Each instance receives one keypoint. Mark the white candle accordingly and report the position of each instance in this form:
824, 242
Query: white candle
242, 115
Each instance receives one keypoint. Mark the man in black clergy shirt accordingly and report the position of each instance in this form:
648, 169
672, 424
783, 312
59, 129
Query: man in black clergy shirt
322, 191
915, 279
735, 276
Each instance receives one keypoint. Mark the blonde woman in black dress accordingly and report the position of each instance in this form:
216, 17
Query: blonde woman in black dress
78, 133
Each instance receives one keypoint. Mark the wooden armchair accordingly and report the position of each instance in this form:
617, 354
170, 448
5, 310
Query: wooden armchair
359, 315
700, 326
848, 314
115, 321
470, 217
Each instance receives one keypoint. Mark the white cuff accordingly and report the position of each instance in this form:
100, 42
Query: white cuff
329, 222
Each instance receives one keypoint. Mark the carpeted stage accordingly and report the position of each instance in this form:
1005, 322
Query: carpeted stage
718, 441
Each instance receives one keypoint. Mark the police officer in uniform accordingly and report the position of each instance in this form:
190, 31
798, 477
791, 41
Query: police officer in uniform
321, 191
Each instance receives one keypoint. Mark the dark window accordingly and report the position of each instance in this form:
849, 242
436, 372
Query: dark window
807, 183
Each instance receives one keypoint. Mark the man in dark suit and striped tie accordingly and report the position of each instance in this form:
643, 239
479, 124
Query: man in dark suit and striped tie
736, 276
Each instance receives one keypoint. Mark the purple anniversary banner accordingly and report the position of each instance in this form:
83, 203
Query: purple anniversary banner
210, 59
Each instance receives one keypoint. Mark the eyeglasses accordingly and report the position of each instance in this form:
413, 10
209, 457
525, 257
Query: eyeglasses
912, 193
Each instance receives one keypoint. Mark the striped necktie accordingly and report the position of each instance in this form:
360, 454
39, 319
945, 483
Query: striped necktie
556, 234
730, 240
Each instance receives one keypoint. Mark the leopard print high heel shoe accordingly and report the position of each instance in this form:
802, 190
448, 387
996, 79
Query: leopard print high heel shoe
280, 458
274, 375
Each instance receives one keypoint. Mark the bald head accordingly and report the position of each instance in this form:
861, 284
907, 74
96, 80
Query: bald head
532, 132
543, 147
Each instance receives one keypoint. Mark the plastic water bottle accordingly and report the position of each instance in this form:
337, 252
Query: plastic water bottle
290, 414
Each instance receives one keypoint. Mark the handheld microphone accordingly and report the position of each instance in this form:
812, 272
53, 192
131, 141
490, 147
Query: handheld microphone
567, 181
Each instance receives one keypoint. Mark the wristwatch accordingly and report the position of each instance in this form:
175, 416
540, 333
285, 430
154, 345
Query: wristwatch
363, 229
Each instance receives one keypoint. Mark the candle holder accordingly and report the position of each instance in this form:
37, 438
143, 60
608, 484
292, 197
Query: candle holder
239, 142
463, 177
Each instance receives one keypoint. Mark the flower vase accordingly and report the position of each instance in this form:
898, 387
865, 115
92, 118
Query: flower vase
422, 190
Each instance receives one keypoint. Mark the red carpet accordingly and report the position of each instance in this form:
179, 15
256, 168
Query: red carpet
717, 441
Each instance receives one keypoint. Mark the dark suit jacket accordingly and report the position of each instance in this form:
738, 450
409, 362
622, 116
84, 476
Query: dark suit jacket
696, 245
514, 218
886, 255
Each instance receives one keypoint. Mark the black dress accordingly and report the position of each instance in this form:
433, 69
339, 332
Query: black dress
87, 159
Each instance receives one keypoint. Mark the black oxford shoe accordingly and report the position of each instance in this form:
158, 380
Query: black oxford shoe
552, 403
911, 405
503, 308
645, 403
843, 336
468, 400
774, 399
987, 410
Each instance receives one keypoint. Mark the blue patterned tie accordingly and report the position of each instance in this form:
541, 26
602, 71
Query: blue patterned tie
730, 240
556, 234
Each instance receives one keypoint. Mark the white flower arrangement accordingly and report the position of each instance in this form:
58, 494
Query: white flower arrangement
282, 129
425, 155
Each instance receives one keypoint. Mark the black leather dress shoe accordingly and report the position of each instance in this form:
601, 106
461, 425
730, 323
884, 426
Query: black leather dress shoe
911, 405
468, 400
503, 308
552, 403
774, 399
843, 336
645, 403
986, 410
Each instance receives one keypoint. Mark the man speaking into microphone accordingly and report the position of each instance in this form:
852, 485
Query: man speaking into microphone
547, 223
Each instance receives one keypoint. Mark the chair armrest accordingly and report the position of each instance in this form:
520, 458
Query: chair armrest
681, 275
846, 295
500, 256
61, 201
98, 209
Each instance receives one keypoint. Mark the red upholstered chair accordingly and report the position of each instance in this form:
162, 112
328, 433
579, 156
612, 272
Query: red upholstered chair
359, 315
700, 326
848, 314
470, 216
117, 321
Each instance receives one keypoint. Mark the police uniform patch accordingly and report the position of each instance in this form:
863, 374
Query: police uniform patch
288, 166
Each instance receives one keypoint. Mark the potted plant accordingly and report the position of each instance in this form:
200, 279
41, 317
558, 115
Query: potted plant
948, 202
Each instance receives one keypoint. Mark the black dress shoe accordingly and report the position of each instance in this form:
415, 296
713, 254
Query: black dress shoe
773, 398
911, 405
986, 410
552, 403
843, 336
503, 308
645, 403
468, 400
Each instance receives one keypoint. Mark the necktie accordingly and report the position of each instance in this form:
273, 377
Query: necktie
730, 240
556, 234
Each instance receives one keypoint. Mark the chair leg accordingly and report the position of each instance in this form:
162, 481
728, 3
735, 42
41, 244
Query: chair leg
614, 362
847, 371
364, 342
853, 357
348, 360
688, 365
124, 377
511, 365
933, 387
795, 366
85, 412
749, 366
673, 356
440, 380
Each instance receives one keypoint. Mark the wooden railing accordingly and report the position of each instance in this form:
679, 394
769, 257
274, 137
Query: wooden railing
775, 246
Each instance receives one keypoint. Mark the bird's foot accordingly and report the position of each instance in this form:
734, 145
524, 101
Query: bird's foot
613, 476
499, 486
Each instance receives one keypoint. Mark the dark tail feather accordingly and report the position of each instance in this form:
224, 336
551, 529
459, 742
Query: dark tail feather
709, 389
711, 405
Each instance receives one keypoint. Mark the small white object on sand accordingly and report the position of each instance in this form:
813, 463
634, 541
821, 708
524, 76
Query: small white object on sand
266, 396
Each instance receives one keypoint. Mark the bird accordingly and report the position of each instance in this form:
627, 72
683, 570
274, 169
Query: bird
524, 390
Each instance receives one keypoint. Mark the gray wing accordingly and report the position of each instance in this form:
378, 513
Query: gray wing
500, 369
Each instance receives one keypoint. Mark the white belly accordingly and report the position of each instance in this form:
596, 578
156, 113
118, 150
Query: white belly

■ **练习说明**: 将记录中从含有“Each instance receives one keypoint. Mark the black dress shoe”的那一行起直到记录末尾的各行改写成编号列表，首尾两行都包括在内，空行略去，其余各行不要列入。

■ **参考答案**:
1. Each instance receives one keypoint. Mark the black dress shoe accordingly and report the position of each instance in this form:
2. 415, 296
3. 713, 254
4. Query: black dress shoe
5. 773, 398
6. 911, 405
7. 986, 410
8. 552, 403
9. 843, 336
10. 503, 308
11. 645, 403
12. 468, 400
13. Each instance receives one keypoint. Mark the necktie accordingly and report the position of each instance in this form:
14. 273, 377
15. Query: necktie
16. 730, 240
17. 556, 234
18. Each instance receives one keypoint. Mark the chair leg accordingly and report the position of each instance in this form:
19. 162, 481
20. 728, 3
21. 735, 42
22. 41, 244
23. Query: chair leg
24. 614, 362
25. 847, 371
26. 364, 342
27. 853, 357
28. 348, 360
29. 688, 365
30. 124, 377
31. 511, 365
32. 933, 387
33. 795, 366
34. 85, 412
35. 749, 366
36. 673, 356
37. 440, 380
38. Each instance receives one keypoint. Mark the wooden railing accordingly and report the position of each instance in this form:
39. 679, 394
40. 769, 257
41. 274, 137
42. Query: wooden railing
43. 775, 246
44. Each instance receives one keypoint. Mark the bird's foot accordingly and report the position of each instance in this form:
45. 734, 145
46. 524, 101
47. Query: bird's foot
48. 613, 476
49. 499, 486
50. Each instance receives one keypoint. Mark the dark tail feather accordingly and report the position of each instance in this form:
51. 224, 336
52. 551, 529
53. 459, 742
54. Query: dark tail feather
55. 709, 389
56. 711, 405
57. Each instance receives one keypoint. Mark the small white object on sand accordingly and report the position of each instance in this form:
58. 813, 463
59. 634, 541
60. 821, 708
61. 524, 76
62. Query: small white object on sand
63. 266, 396
64. Each instance receives one keypoint. Mark the bird accordingly and report the position of each instance in this form:
65. 627, 72
66. 683, 570
67. 274, 169
68. Query: bird
69. 524, 390
70. Each instance receives one keypoint. Mark the gray wing accordingly and report the position of each instance in this form:
71. 378, 513
72. Query: gray wing
73. 500, 369
74. Each instance receives one keypoint. Mark the white belly accordingly and report the position of each instance in this form:
75. 596, 578
76. 156, 113
77. 118, 150
78. Query: white belly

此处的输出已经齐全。